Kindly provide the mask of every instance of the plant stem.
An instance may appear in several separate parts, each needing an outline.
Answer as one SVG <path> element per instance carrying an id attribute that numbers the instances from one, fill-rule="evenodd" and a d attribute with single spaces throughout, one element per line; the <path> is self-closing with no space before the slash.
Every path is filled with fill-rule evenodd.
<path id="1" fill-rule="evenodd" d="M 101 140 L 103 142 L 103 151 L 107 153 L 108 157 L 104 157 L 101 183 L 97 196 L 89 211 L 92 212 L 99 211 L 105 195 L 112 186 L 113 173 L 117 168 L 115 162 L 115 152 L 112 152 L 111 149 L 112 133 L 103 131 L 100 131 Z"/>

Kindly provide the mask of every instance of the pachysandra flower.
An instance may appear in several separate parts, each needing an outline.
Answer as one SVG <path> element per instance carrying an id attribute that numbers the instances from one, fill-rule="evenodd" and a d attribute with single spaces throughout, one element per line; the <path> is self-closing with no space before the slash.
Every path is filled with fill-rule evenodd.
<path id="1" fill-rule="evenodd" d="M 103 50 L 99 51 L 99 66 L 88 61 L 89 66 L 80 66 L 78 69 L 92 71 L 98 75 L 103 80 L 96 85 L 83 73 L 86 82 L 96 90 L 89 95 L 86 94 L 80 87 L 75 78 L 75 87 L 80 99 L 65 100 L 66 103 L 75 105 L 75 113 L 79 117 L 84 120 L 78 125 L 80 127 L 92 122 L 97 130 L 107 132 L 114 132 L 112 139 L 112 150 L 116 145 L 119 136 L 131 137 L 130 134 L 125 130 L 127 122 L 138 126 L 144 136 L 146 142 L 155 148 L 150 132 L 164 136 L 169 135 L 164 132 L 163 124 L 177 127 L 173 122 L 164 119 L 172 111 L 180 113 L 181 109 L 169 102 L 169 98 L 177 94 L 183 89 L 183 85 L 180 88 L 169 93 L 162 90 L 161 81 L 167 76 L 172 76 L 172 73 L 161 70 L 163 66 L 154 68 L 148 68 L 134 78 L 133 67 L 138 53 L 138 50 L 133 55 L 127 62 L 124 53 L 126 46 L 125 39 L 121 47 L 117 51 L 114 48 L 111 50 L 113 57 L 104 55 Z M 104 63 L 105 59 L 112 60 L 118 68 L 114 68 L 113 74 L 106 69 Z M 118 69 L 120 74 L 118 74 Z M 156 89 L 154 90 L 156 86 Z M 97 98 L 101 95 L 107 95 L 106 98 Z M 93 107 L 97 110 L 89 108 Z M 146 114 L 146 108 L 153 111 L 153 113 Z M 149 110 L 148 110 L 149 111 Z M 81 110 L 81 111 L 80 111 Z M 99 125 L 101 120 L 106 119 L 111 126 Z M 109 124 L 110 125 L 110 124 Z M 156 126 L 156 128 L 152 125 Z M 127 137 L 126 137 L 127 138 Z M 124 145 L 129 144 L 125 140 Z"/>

★ ★ ★ ★ ★ ★ ★

▸ **Directions for this task**
Return every line of the data above without changing anything.

▸ **Complete output**
Kindly provide the mask of every instance of the plant stem.
An instance may appear in several separate parts, each needing an outline.
Answer as one SVG <path> element per instance carrying an id attribute that numbers the instances from one, fill-rule="evenodd" and a d attribute with single spaces throughout, one element per line; the <path> is self-closing with no space before the slash.
Every path is filled with fill-rule evenodd.
<path id="1" fill-rule="evenodd" d="M 101 140 L 103 142 L 103 151 L 107 153 L 108 157 L 104 157 L 101 183 L 97 196 L 89 211 L 92 212 L 99 211 L 105 195 L 112 186 L 113 173 L 117 168 L 115 162 L 115 152 L 112 152 L 111 149 L 112 133 L 103 131 L 100 131 Z"/>

Kindly provide the mask of every instance of the pachysandra flower.
An instance may appear in several separate parts, each needing an outline.
Answer as one SVG <path> element per instance carrying an id attribute that numbers the instances from one, fill-rule="evenodd" and a d attribute with single spaces throughout, one element per line; the <path> is self-closing with no space before the slash.
Every path is filled with fill-rule evenodd.
<path id="1" fill-rule="evenodd" d="M 103 50 L 99 51 L 99 66 L 88 61 L 89 66 L 80 66 L 78 69 L 92 71 L 98 75 L 103 80 L 96 85 L 83 73 L 86 82 L 96 90 L 89 95 L 86 94 L 80 87 L 75 78 L 75 87 L 80 99 L 65 100 L 66 103 L 75 105 L 75 113 L 79 117 L 84 120 L 78 125 L 80 127 L 92 122 L 97 130 L 107 132 L 114 132 L 112 139 L 112 150 L 116 145 L 119 136 L 131 137 L 130 134 L 125 130 L 127 122 L 138 126 L 144 136 L 146 142 L 155 148 L 150 132 L 164 136 L 169 135 L 164 132 L 163 124 L 177 127 L 173 122 L 164 119 L 172 111 L 180 113 L 181 109 L 169 102 L 169 98 L 177 94 L 183 89 L 183 85 L 180 88 L 169 93 L 162 90 L 161 81 L 167 76 L 172 76 L 172 73 L 161 70 L 163 66 L 154 68 L 148 68 L 134 78 L 133 67 L 138 53 L 138 50 L 133 55 L 127 62 L 124 53 L 126 46 L 125 39 L 121 47 L 117 51 L 114 48 L 111 50 L 113 57 L 104 55 Z M 104 63 L 105 59 L 112 60 L 118 68 L 114 68 L 113 74 L 106 69 Z M 118 69 L 120 74 L 118 74 Z M 156 89 L 154 90 L 156 86 Z M 97 98 L 101 95 L 107 95 L 106 98 Z M 93 107 L 97 110 L 89 108 Z M 146 114 L 146 108 L 153 111 L 153 113 Z M 149 110 L 148 110 L 149 111 Z M 81 110 L 81 111 L 80 111 Z M 99 125 L 101 120 L 106 119 L 111 126 Z M 109 124 L 110 125 L 110 124 Z M 156 126 L 156 128 L 152 125 Z M 127 137 L 126 137 L 127 138 Z M 124 145 L 129 144 L 125 140 Z"/>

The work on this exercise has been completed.